USING THE INFORMATION.
A – List every part of the lover's body that, according to the passage on Scodellaro's stories, Jazmynn helped him shave before his departure.
B – Write a continuation of the passage on Scodellaro's stories, starting after its final sentence.

EXERCISE TEXT.
══════════
Hominy, the protagonist of “The New Husband,” is Serendipitá’s spiritual sister, and a woman of a certain age who “can still fuck,” the story tells us; she remarries, maintaining a keen awareness of the materiality of her relationship: 

“The apartment belongs to the new husband. It doesn’t fit Hominy, but she places her things in it. She places her things next to the items that do not belong to her, her few items of clothing: a mint-green sweater and a leather jacket lined with wool. A first-edition Fran Ross, a spider plant.” 

What matters most, as Hominy experiences the ups and downs of this late in life marriage, are the risks she takes in order to boldly self-declare.

Where Scodellaro’s characters do not find intimacy, they forge it. In “Spalding,” Jazmynn lingers in the intimate moments of her last days with her long-term lover: “Before his departure Jazmynn had helped him to shave his eyebrows, his back, his shins, and his arms with the razor. Together they rubbed cocoa butter all over his body.” After he leaves, she gathers all the items he’s left behind and takes a long moment of spiritual pause. Another woman, one who may or may not be her lover’s new partner, shows up, Jazmynn and the woman develop a physical closeness, a near-reluctant one. They talk like old friends, have dinner together, and fall asleep on the bed with the former partner’s items between them.
══════════
(Natural language region descriptions)
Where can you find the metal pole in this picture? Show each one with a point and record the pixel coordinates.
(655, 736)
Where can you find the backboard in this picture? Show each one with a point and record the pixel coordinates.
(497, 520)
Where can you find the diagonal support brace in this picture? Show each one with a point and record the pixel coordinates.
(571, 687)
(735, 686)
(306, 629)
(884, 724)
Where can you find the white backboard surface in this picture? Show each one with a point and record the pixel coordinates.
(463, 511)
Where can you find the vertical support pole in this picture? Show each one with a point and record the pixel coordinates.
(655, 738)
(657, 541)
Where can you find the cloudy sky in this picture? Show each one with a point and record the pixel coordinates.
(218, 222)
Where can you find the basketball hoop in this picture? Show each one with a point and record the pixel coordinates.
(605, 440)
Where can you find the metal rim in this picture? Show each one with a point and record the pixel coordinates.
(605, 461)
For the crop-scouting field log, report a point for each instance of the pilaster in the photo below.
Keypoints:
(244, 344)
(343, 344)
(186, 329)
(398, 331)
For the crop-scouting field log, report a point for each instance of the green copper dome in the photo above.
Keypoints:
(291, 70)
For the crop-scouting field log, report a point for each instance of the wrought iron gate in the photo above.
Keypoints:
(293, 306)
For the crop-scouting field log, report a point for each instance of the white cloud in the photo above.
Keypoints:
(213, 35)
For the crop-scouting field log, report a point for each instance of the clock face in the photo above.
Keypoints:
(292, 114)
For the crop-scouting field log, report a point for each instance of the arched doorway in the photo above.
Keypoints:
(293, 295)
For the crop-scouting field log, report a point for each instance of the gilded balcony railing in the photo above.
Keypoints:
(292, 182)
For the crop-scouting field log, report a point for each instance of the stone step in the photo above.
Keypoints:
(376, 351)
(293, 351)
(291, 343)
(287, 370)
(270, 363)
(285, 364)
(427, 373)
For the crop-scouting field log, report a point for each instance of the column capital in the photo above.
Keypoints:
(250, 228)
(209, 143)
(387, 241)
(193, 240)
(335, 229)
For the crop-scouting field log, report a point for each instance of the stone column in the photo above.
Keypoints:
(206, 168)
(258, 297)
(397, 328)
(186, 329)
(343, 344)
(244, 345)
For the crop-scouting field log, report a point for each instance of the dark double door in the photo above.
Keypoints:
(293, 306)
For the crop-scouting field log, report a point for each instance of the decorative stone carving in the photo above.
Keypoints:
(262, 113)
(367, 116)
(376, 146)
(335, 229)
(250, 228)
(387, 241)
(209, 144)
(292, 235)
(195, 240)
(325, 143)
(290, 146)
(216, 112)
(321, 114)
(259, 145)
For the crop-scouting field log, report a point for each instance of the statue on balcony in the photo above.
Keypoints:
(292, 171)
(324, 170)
══════════
SET OF ANSWERS.
A –
- eyebrows
- back
- shins
- arms

B –
In Mark McGurl’s essay “Gigantic Realism,” he laments the disappearance of the giant from realist literature. The “supersized beings” in works like Gulliver’s Travels now only “live on in children’s literature and cinema and advertisements for frozen vegetables.” McGurl suggests that the “visible incongruity” of the giant performs a narrative metafunction in fiction, often representing the “distorting effects of subjectivity.” Relatedly, Some of Them Will Carry Me overall encourages a wholesale reconsideration of scale; narratives are built through close focus, emphasizing the drama in small detail, subtle change, minute movement. Scodellaro, who has a background in photography, is constantly calibrating the vision of the reader, like zooming a camera lens, to more closely examine image and surface; the mundane is surveyed until it gives way to the unusual. The reader comes to discern scenic texture and turbulence that she might, under other circumstances, fail to notice. Scodellaro excavates the narrative tension even from moments with little to no actual motion. Consider the opening lines of “YYYY:”

“As Kendra’s son climbs through the opening in the floor, he sees the woman. First her heels, her bruised ankles, her buttocks. The woman is standing in the corner of the room, facing the wall. Kendra’s son is looking at her from this position, through the opening in the floor.”

The whole of “YYYY” is an examination of this unusual staging from the point of view of Kendra’s son (whose name we never learn, nor do we meet Kendra). This deliberate positioning is not casual. It defines this couple, quantifying the closeness (and the distance) between them.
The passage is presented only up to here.